**WHAT TO DO:** Continue the article on summer gardening activities for children, picking up right after its last sentence.

**TEXT BLOCK:**
● ● ● ● ● ● ●

Advice & Inspiration
How To Get Your Kids Gardening This Summer
With six weeks of school holidays stretching ahead, are you looking for ways to encourage the children or grandchildren off their screens and into the fresh air? Us too! To get you started, here are our six favourite gardening activities for kids of all ages.
1. Create a fairy/dinosaur garden
Create an enchanted garden for the fairies to play in when you’re not looking. Use small plants for trees, stones for paths and twigs for fences and washing lines. You can build your mini garden at the base of a tree or shrub, in a planter or an old seed tray. And why should the fairies have all the fun? We made a garden for our dinosaurs!
2. Plant a herb patch
Herb plug plants are easy to care for and they grow quickly, so they’re ideal for small gardeners. Give the kids their own patch or window box to water every day, and they’ll quickly be rewarded with ingredients for summer lunches - basil for pesto and pizza, mint for cool yogurt dips, parsley and coriander for garnishes. If you can get them to cook their own, it’s a double win.
3. Build a bug hotel
If your kids are mad on mini-beasts, encourage them (and the insects) into your garden by making a bug hotel.
Start with an open-fronted box (we made ours from a broken bird box) and send the kids on a hunt around the garden (or woods) for twigs, pinecones and dry grass for insects to hide in; roll up narrow tubes of cardboard for larger species like solitary bees, then pack your natural materials in tightly.

● ● ● ● ● ● ●

**RECORD SET:**
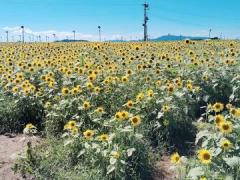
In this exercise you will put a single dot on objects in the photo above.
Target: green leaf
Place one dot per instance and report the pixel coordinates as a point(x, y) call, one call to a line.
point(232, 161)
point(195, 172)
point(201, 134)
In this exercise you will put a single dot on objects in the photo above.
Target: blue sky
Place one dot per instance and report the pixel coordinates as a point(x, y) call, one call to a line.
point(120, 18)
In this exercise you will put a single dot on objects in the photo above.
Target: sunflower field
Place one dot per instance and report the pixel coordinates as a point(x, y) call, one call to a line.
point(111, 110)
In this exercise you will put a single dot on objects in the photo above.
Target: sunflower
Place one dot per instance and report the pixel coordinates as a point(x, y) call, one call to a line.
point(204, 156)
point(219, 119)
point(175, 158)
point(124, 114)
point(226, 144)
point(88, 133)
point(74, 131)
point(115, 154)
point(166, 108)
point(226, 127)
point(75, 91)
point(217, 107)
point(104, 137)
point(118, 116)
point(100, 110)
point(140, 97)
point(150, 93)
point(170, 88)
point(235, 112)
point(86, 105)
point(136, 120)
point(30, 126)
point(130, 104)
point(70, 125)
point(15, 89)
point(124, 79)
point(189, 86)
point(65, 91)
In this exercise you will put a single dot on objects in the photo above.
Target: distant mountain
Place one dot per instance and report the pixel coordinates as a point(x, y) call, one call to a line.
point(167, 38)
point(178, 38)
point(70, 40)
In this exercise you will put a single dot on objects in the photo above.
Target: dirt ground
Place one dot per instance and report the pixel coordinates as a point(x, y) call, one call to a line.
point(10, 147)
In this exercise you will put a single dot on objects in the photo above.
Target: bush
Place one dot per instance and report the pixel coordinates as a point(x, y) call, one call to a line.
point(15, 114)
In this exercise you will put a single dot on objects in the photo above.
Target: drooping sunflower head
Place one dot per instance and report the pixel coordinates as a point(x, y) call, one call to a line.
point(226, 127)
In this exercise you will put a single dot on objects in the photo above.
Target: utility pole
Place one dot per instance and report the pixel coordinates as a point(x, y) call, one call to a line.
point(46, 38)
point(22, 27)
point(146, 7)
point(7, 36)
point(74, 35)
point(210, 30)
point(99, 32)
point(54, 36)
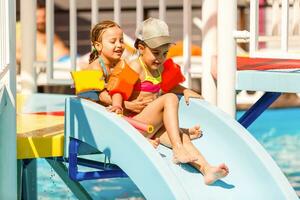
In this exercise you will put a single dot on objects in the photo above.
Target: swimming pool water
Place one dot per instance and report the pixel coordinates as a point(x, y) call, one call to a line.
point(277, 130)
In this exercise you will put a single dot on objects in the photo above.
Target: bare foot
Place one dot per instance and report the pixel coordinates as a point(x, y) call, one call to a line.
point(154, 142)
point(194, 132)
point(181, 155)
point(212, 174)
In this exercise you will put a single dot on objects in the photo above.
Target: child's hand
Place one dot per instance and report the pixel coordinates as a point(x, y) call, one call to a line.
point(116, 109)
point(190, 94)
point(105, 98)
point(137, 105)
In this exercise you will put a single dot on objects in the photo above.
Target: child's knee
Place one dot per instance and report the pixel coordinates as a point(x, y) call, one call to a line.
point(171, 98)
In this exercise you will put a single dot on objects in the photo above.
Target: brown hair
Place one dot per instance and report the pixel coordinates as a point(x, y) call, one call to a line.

● ● ● ● ● ● ●

**TASK RESPONSE:**
Position your bug hotel in a dark, hidden spot in the garden - ours is nestled at the base of a tree.
4. Build a mini allotment
There’s still time to plant vegetables, especially if you skip the seedling phase by using plug plants. Give the kids their own raised bed or a corner of the border and let them create their own vegetable garden. Perfect for planting out now are super-healthy brassicas like broccoli and kale, as well as easy-to-grow salad crops including beetroot, cucumbers and. tomatoes.
Lettuces are perfect for planting out and growing throughout the summer - when they’re big enough, you can cut fresh leaves whenever you want and as if by magic, more will grow….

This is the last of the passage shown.